> [Quoted text]

I don't think anyone has a problem with going after people trying to manipulate the price of commodities (or anything else), but it seems that many commentators these days are confusing (deliberately, for politcal gain?) hedging, speculation, and manipulation.


I honestly don't know of a better way to allocate a resource with limited supplies - let people bid what they will, and those who value it most can buy it. If they're not actually using it, they have to sell it again (thus pushing the price back down) or they end up sitting on 1000 barrels of West Texas Intermediate crude!



What has driven the oil market from $13b to $260b over hte past 5 years...... (1) tight short/medium term supplies (2) reasonably steady/slightly increasing demand (3) VERY weak US dollar (4) oil is a good inflation hedge (5) people looking to get as good a return on their money as they can (6) big pension funds looking to diversify away from equities and bonds (7) the MCSI index - this is a commodity index, that lets you invest in a weighted basket of commodities


Why shouldn't more people buy oil, thus bidding up the price? Nobody complains when it happens to equities. It's simply the nature of the marketplace. I know lots of pension funds have made good money out of the oil market, softening the blow from their equity investments! Oil is also a reasonably decent hedge against inflation and the puny US$.

> [Request 1]
In the oil market comment, what quantity and kind of crude might a buyer end up sitting on?
The oil market comment above and the rows that follow are unrelated materials.

> [Provided material]
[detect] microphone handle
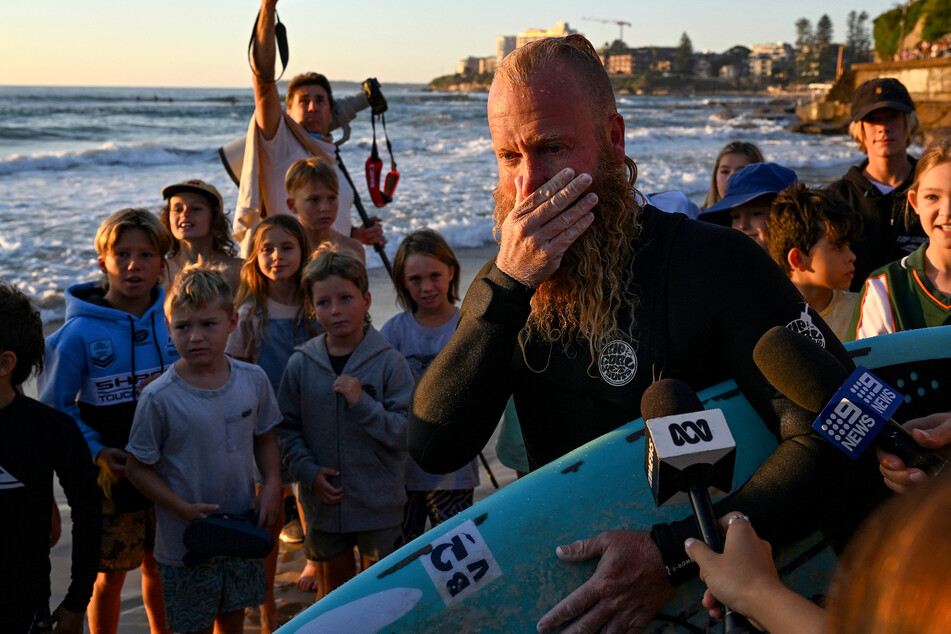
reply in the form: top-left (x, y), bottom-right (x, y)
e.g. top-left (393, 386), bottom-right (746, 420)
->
top-left (687, 482), bottom-right (757, 634)
top-left (875, 419), bottom-right (948, 476)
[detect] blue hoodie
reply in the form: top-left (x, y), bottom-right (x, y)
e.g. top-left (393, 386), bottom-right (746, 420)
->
top-left (38, 282), bottom-right (178, 472)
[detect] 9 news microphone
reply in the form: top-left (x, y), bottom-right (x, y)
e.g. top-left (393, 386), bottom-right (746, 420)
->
top-left (641, 379), bottom-right (754, 633)
top-left (753, 326), bottom-right (948, 476)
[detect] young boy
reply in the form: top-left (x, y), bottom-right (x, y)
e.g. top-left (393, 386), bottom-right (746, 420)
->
top-left (38, 209), bottom-right (178, 632)
top-left (126, 264), bottom-right (281, 633)
top-left (698, 163), bottom-right (798, 249)
top-left (766, 185), bottom-right (860, 341)
top-left (0, 282), bottom-right (101, 634)
top-left (284, 156), bottom-right (366, 264)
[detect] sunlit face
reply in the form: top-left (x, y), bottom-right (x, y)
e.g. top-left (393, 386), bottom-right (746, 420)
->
top-left (168, 192), bottom-right (211, 241)
top-left (310, 275), bottom-right (370, 345)
top-left (488, 65), bottom-right (624, 203)
top-left (809, 236), bottom-right (855, 291)
top-left (403, 253), bottom-right (453, 313)
top-left (258, 226), bottom-right (301, 282)
top-left (169, 304), bottom-right (238, 367)
top-left (717, 154), bottom-right (750, 198)
top-left (99, 227), bottom-right (165, 304)
top-left (730, 196), bottom-right (773, 249)
top-left (862, 108), bottom-right (908, 158)
top-left (287, 183), bottom-right (337, 231)
top-left (287, 84), bottom-right (333, 134)
top-left (908, 163), bottom-right (951, 252)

> [Request 2]
Scale the part of the rows that opens with the line containing "[detect] young boy" and runs through the last row, both ends included. Reproduce every line in that span, multiply each coordinate given as an answer by 2.15, and round the results to whole numbers with halves rounded up, leaving all other numbers unchanged.

> [Correct result 1]
1000 barrels of West Texas Intermediate crude.

> [Correct result 2]
[detect] young boy
reply in the form: top-left (x, y), bottom-right (x, y)
e.g. top-left (393, 386), bottom-right (746, 420)
->
top-left (82, 449), bottom-right (383, 1359)
top-left (271, 568), bottom-right (604, 1361)
top-left (1501, 350), bottom-right (1716, 535)
top-left (1647, 398), bottom-right (1849, 733)
top-left (0, 606), bottom-right (217, 1363)
top-left (611, 335), bottom-right (787, 568)
[detect] sunlit face
reply in the form: top-left (x, y), bottom-right (x, y)
e.g. top-left (393, 386), bottom-right (746, 420)
->
top-left (361, 413), bottom-right (454, 518)
top-left (667, 591), bottom-right (796, 742)
top-left (1049, 140), bottom-right (1342, 436)
top-left (1739, 507), bottom-right (1838, 626)
top-left (866, 544), bottom-right (974, 673)
top-left (555, 486), bottom-right (647, 606)
top-left (363, 654), bottom-right (512, 789)
top-left (1542, 331), bottom-right (1613, 426)
top-left (213, 488), bottom-right (355, 654)
top-left (1570, 421), bottom-right (1662, 535)
top-left (1853, 232), bottom-right (1952, 340)
top-left (617, 393), bottom-right (725, 497)
top-left (617, 181), bottom-right (716, 288)
top-left (1952, 350), bottom-right (2045, 542)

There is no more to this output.